Format every line of the entries below as a Markdown table with two columns, Row and Line text, numbering the rows and omitting any blank lines.

*Records shown*:

· · · ·

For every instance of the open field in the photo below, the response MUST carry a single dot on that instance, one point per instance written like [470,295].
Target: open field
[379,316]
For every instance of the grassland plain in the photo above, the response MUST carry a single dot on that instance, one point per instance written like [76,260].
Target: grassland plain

· · · ·

*Task result*:
| Row | Line text |
|---|---|
| 1 | For every instance of the open field in the photo below, the response MUST carry a single dot on that instance, one point per instance written like [470,295]. |
| 2 | Target: open field |
| 3 | [379,316] |
| 4 | For every instance of the grassland plain in the photo above, the response MUST carry a single dot on that instance, one point per instance written like [76,260]. |
| 5 | Target: grassland plain |